## Problem description
Rescale the entries below by reproducing every line, requests and format samples included. Multiply each polygon coordinate in the answers by 1.55, round to whole numbers with halves going up, leave the numbers in the requests and samples unchanged, and omit the pictures.

*** Information supplied ***

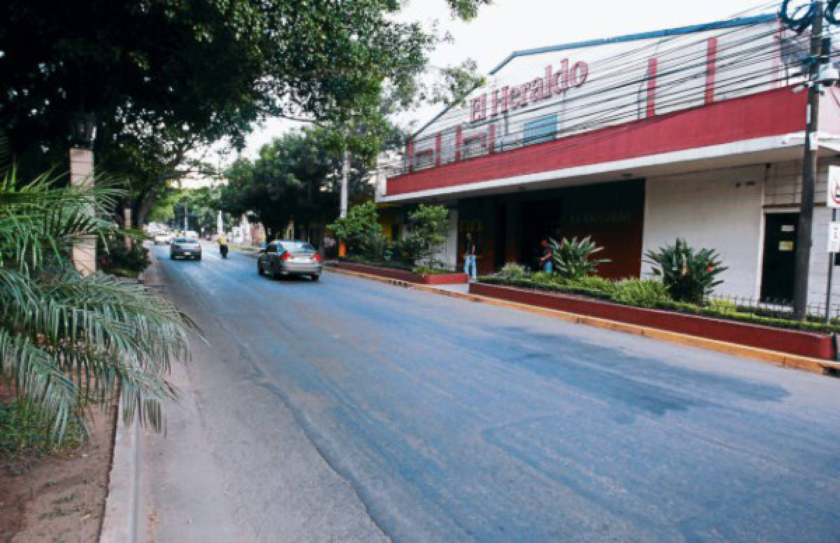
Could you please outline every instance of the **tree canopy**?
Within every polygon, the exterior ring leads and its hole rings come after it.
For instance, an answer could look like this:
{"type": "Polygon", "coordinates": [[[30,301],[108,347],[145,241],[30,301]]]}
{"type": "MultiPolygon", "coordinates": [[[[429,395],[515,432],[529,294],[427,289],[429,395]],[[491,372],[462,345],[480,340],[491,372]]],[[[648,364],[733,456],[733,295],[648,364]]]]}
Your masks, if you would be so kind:
{"type": "MultiPolygon", "coordinates": [[[[447,2],[463,18],[488,3],[447,2]]],[[[241,146],[265,117],[354,118],[375,134],[383,97],[413,95],[440,39],[397,21],[401,3],[8,0],[0,128],[24,170],[39,171],[64,164],[73,114],[94,114],[100,169],[133,177],[137,201],[191,149],[224,137],[241,146]]]]}
{"type": "MultiPolygon", "coordinates": [[[[343,153],[333,144],[334,131],[311,128],[290,132],[260,150],[255,160],[240,159],[225,172],[221,207],[233,214],[251,212],[269,233],[295,220],[323,225],[339,210],[343,153]]],[[[351,201],[370,198],[367,160],[354,156],[349,172],[351,201]]]]}

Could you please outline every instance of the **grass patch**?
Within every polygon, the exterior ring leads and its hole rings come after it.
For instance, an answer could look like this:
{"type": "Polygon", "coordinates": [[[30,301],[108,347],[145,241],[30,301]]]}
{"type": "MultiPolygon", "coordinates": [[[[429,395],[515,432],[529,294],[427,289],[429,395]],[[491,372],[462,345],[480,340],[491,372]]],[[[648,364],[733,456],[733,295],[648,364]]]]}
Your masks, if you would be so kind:
{"type": "MultiPolygon", "coordinates": [[[[0,402],[0,456],[21,453],[44,456],[75,450],[84,444],[87,432],[79,416],[71,416],[60,437],[53,436],[53,420],[32,402],[0,402]]],[[[49,483],[49,482],[48,482],[49,483]]]]}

***

## Solved exercise
Could you please outline every instance of the **tree canopy**?
Within every polygon, the exterior ring leads and its hole rings come after it.
For instance, an answer could look like this:
{"type": "Polygon", "coordinates": [[[30,301],[108,347],[145,241],[30,301]]]}
{"type": "MultiPolygon", "coordinates": [[[[429,395],[515,432],[529,294],[427,289],[429,395]],[[491,372],[462,345],[480,340],[491,372]]],[[[648,364],[733,456],[733,295],[648,364]]]]}
Your masks, if you would be so kind:
{"type": "MultiPolygon", "coordinates": [[[[693,3],[718,28],[756,5],[693,3]]],[[[374,226],[411,181],[549,183],[581,208],[594,150],[640,147],[682,60],[615,33],[622,5],[12,0],[0,198],[37,264],[60,265],[99,254],[113,177],[146,177],[155,262],[206,274],[212,312],[296,231],[347,212],[374,226]]]]}
{"type": "MultiPolygon", "coordinates": [[[[532,237],[516,223],[518,203],[482,198],[450,205],[403,233],[395,248],[372,246],[349,267],[343,321],[361,332],[389,329],[417,361],[457,341],[501,349],[525,326],[532,237]]],[[[544,312],[574,307],[569,248],[549,242],[541,267],[544,312]]]]}

Could you please outline every instance of the **grass patch**?
Within every polygon, the exterior ring leads and its hole rings come after it.
For instance, an answer could look like this:
{"type": "Polygon", "coordinates": [[[30,301],[108,347],[145,241],[30,301]]]}
{"type": "MultiPolygon", "coordinates": [[[[429,395],[515,432],[529,294],[427,289],[429,395]],[[491,372],[462,345],[480,340],[491,372]]],[[[648,364],[733,456],[733,295],[648,364]]]]}
Your masks, if you would be so kind:
{"type": "MultiPolygon", "coordinates": [[[[0,623],[0,707],[33,702],[68,707],[116,698],[130,688],[135,670],[122,645],[110,645],[93,677],[82,676],[82,651],[50,623],[0,623]]],[[[76,749],[76,747],[74,747],[76,749]]]]}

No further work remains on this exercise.